━━ Input data

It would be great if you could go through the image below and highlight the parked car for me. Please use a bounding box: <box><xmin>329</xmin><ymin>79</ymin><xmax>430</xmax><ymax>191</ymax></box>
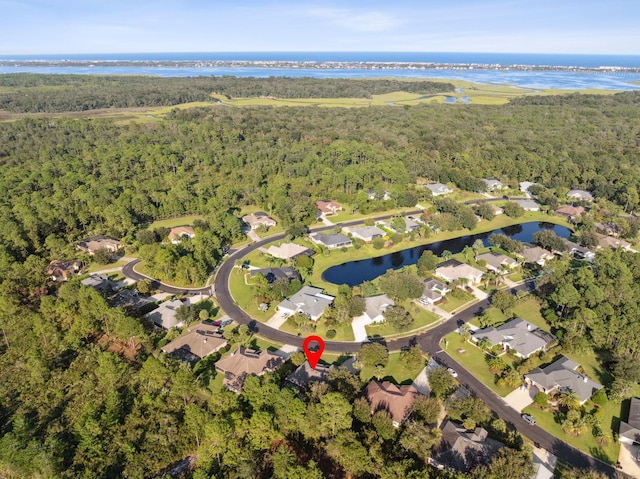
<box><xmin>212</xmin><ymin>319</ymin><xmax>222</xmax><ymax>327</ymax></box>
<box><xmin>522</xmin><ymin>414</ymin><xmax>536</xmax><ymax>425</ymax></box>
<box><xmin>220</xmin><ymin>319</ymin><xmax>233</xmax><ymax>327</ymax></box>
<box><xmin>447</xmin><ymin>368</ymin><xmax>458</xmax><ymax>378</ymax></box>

━━━━

# Problem statement
Each entry above is to be restated exactly, without its images.

# Exercise answer
It would be great if you could go through the image below and highlight the parked car for me. Please use a bounding box: <box><xmin>329</xmin><ymin>79</ymin><xmax>430</xmax><ymax>191</ymax></box>
<box><xmin>212</xmin><ymin>319</ymin><xmax>222</xmax><ymax>327</ymax></box>
<box><xmin>522</xmin><ymin>414</ymin><xmax>536</xmax><ymax>425</ymax></box>
<box><xmin>220</xmin><ymin>319</ymin><xmax>233</xmax><ymax>327</ymax></box>
<box><xmin>447</xmin><ymin>368</ymin><xmax>458</xmax><ymax>378</ymax></box>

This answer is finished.